THE PROBLEM:
Decide whether each statement below agrees with the abstract on myogenic vascular regulation, answering yes or no and quoting the abstract's deciding words. 1. Enhanced myogenic vasoconstriction causes cardiovascular diseases such as hypertension. 2. Elevation of arterial intraluminal pressure leads to vasodilation. 3. The review focuses on positive feedback mechanisms of myogenic regulation.

── SOURCE PASSAGE

Roles of focal adhesion and cytoskeleton dynamics in myogenic vascular regulation

Abstract

Ligand-dependent or ligand-independent activation of ion channels or G-protein-coupled receptors contributes to pressure-induced vasoconstriction or vasodilation critical for the maintenance of blood flow response to the physiological alternation of intravascular pressures (e.g., elevation of arterial intraluminal pressure leading to vasoconstriction). A mechanosensitive integrin-dependent focal adhesion complex rearranges cytoskeletal structures for myogenic responsiveness in vascular smooth muscle cells. Myogenic responses maintain blood flow, generate vascular tone, prevent damage to capillaries due to high blood pressure, and reduce edema caused by high capillary hydrostatic pressure. However, enhanced myogenic vasoconstriction causes cardiovascular diseases (e.g., hypertension and vasospasm). Thus, small arteries and arterioles may be equipped with negative regulatory mechanisms to prevent exaggerated myogenic responses. Overall, the studies described in this mini literature review aim to explain that pressure (stretch)-dependent vasoconstriction is controlled by mechanisms underlying negative feedback regulation regarding focal adhesion molecules or cytoskeletons. Since the development of therapeutic approaches for the negative regulations of myogenic vasoconstriction helps overcome vascular disorders, this review focuses on myogenic vascular regulation and its negative feedback mechanisms.

────
── MATERIAL SHOWN

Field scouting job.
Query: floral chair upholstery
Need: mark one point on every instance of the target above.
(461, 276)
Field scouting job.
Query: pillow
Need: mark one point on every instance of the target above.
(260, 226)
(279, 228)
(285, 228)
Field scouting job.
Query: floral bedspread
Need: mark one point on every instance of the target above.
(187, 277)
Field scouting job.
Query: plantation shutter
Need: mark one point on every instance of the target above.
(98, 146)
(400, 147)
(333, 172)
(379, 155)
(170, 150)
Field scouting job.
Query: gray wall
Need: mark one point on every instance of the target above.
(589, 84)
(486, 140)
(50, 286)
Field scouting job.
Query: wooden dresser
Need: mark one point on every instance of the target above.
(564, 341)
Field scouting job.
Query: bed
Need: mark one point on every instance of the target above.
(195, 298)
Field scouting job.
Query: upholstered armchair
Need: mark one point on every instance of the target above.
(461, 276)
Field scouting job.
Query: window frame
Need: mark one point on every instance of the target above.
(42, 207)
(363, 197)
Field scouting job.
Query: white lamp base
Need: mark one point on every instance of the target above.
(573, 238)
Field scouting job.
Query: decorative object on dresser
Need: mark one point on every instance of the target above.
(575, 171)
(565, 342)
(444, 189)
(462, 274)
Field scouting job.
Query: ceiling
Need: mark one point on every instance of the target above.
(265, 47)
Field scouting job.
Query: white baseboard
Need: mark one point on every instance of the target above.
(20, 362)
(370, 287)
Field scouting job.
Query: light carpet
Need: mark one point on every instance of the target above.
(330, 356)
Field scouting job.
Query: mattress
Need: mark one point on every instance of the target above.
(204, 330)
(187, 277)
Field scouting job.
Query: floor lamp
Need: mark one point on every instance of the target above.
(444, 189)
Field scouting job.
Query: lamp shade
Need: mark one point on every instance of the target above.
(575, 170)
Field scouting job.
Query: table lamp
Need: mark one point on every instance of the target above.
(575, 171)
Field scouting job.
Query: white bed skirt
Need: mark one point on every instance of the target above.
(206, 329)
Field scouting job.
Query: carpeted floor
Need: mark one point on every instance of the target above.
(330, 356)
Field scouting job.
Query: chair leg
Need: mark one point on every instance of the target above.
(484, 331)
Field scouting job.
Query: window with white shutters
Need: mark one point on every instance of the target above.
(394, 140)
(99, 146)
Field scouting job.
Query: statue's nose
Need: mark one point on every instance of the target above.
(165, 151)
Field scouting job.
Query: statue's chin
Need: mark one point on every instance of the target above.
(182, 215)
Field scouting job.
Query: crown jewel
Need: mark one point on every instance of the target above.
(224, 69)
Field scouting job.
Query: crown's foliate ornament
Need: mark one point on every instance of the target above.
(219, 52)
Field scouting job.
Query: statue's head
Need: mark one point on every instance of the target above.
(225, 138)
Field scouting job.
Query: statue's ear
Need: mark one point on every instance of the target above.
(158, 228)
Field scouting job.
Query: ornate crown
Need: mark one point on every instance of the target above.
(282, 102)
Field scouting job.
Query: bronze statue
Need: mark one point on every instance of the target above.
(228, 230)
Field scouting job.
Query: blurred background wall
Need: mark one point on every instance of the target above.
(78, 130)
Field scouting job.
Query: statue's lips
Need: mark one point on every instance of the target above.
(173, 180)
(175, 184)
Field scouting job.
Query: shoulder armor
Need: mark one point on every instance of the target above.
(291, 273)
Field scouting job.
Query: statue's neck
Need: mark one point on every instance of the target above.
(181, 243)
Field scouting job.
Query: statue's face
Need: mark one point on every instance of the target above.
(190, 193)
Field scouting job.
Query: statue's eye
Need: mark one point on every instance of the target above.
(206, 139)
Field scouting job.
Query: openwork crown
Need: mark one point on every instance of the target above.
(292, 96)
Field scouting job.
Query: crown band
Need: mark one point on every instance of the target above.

────

TASK RESPONSE:
1. Yes: "enhanced myogenic vasoconstriction causes cardiovascular diseases (e.g., hypertension and vasospasm)"
2. No: "elevation of arterial intraluminal pressure leading to vasoconstriction"
3. No: "this review focuses on myogenic vascular regulation and its negative feedback mechanisms"